■ TEXTO SELECIONADO ■
------

Sinto que tenho um troço se avolumando no meu peito, às vezes fica tão grande que meus olhos se irritam e se enchem de lágrimas. Tenho reduzido o tempo de ouvir jornais na TV, tenho evitado certas redes sociais. Cada foto ou notícia sobre a Itália é uma faca no meu peito. A saudade da minha família aperta e tudo fica pior quando você se dá conta de que não, não é só pegar um avião, porque você não pode mais pegar aviões! E ainda nem chegamos ao epicentro da crise – temos ao menos mais uma semana de espera pela frente.

Ouvir os bombeiros aqui ontem me emocionou bastante, soube que estiveram em toda a cidade, alguns, como eu, os ouviram ontem, outros hoje, alguns ainda os ouvirão. O tom da voz daquele homem no autofalante era muito grave, muito comprometido, muito preocupado – preocupado com estranhos, como nós, mas também com conhecidos, como nós, porque todo homem se reconhece em sua vulnerabilidade diante dos percalços dessa vida efêmera, bela e horrível.

Tenho me encantado demais com o esforço dos professores e dos líderes religiosos ao vencer barreiras, superar possíveis inibições, abrir mão de preconceitos e se arriscar nos canais de Youtube da vida, tentando ensinar, confortar, levar palavras de motivação, consolo e incentivo, tornando-se vozes em meio ao silêncio, tentando tocar as pessoas, ainda que sem toques.

------

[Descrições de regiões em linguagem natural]
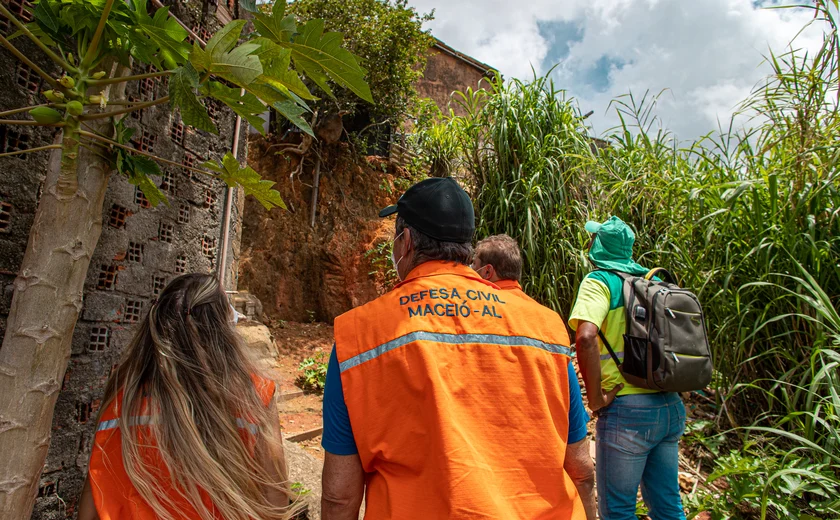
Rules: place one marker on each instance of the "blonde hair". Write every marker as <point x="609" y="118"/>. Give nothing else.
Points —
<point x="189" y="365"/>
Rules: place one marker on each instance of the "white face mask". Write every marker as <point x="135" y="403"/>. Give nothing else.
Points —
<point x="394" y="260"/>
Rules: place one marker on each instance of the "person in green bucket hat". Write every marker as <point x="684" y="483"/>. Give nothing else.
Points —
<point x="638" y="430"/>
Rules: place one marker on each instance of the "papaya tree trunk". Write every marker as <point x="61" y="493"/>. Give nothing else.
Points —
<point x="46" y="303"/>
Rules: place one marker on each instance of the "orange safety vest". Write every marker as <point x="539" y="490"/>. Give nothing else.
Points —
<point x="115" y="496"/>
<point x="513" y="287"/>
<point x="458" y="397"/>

------

■ TAREFA PROPOSTA A ■
Por favor, transcreva do texto selecionado o trecho que começa com as palavras que contêm "Sinto que tenho" e termina com "espera pela frente.".
■ TAREFA PROPOSTA B ■
Diga se cada afirmação abaixo está de acordo com o texto selecionado, respondendo sim ou não e citando literalmente as palavras do texto que decidem a questão. (i) Quem escreve o texto afirma ter evitado certas redes sociais. (ii) Os bombeiros estiveram em apenas um bairro da cidade. (iii) O texto afirma que já se chegou ao epicentro da crise.

■ RESPOSTA DO EXERCÍCIO A ■
Sinto que tenho um troço se avolumando no meu peito, às vezes fica tão grande que meus olhos se irritam e se enchem de lágrimas. Tenho reduzido o tempo de ouvir jornais na TV, tenho evitado certas redes sociais. Cada foto ou notícia sobre a Itália é uma faca no meu peito. A saudade da minha família aperta e tudo fica pior quando você se dá conta de que não, não é só pegar um avião, porque você não pode mais pegar aviões! E ainda nem chegamos ao epicentro da crise – temos ao menos mais uma semana de espera pela frente.

■ RESPOSTA DO EXERCÍCIO B ■
(i) Sim: "tenho evitado certas redes sociais".
(ii) Não: "soube que estiveram em toda a cidade".
(iii) Não: "E ainda nem chegamos ao epicentro da crise".